#### Given passage
════

I have a Mac Mini (Late 2012).


Last month I upgraded the memory from 4GB to 16GB and installed macOS High Sierra; am currently on version 10.13.1


Yesterday (11th November 2017) I booted up my MAC at 9 am (ish) with no problems, during which time it successfully backed up twice to Time Machine at 9:15 and 9:50.


I shut down not long after this, then booted up again at about 13:10, and noticed the usual progress bar beneath the apple symbol was taking a particularly long time. I did a hard shut down and restarted, and still it took a long time, so I left it, then after about 20 (far longer than usual) minutes, it reaches 100% and stayed there: no log in screen.


I shut down and tried to reboot in Safe Mode (holding shift after the chime) but this made no difference as I never got to the log in screen.


I reset PRAM/NVRAM by rebooting and holding command+option+P+R at the chime. Nothing.


Reset SMC (unplugged, held power button, released, plugged back in) still no log in screen after 100%


I booted into recovery mode, opened Disk Utility and checked my hard disk. It returned ok with no errors found. Rebooted, still stuck at 100% with no log in screen.

════

#### Task set
1. List every clock time mentioned in the Mac Mini post.
2. In the Mac Mini post, rewrite the part from "I reset PRAM/NVRAM" up to and including "with no log in screen.", changing "hard disk" to "startup drive".
3. According to the Mac Mini post, which version of macOS is the computer currently running?
The records that come next have no connection to the Mac Mini post.

#### Data lines
════

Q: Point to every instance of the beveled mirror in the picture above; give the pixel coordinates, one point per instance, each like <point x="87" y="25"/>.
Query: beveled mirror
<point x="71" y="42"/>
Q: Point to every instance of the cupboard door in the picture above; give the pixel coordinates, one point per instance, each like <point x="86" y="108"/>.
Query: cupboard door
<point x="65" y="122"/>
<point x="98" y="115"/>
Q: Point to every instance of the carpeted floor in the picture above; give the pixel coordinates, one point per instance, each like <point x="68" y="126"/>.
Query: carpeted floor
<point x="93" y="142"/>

════

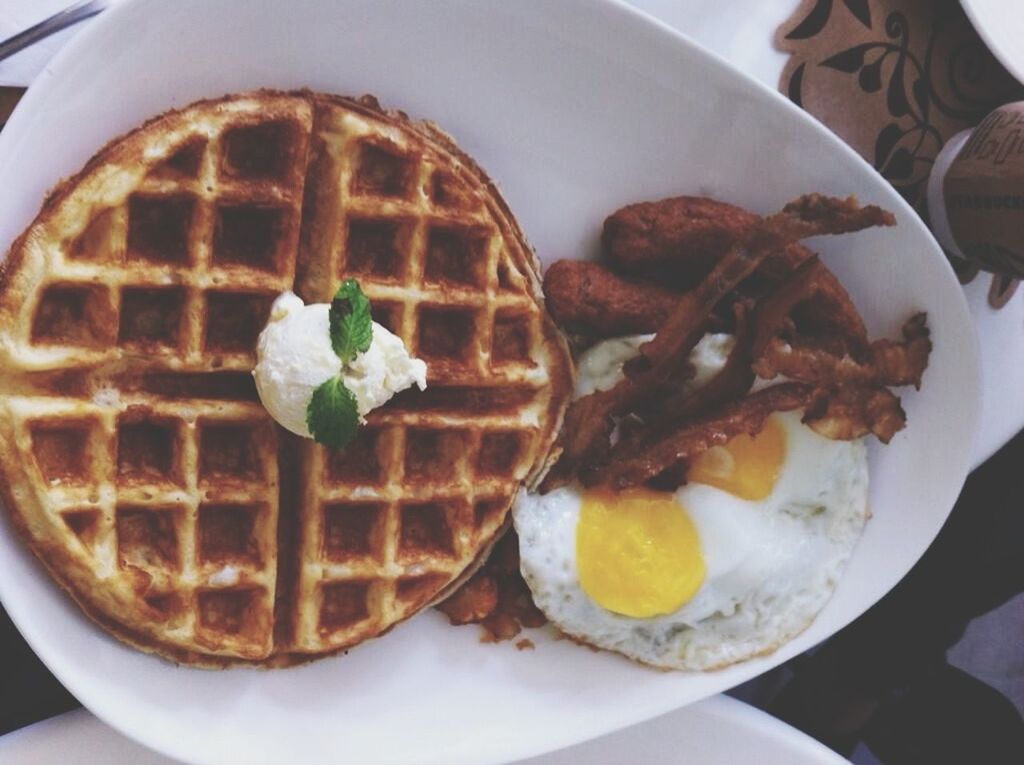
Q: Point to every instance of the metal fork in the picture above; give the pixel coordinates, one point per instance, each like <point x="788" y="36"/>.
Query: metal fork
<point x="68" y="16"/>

════

#### Responses for each task
1. 9 am, 9:15, 9:50, 13:10

2.
I reset PRAM/NVRAM by rebooting and holding command+option+P+R at the chime. Nothing.


Reset SMC (unplugged, held power button, released, plugged back in) still no log in screen after 100%


I booted into recovery mode, opened Disk Utility and checked my startup drive. It returned ok with no errors found. Rebooted, still stuck at 100% with no log in screen.

3. macOS High Sierra, version 10.13.1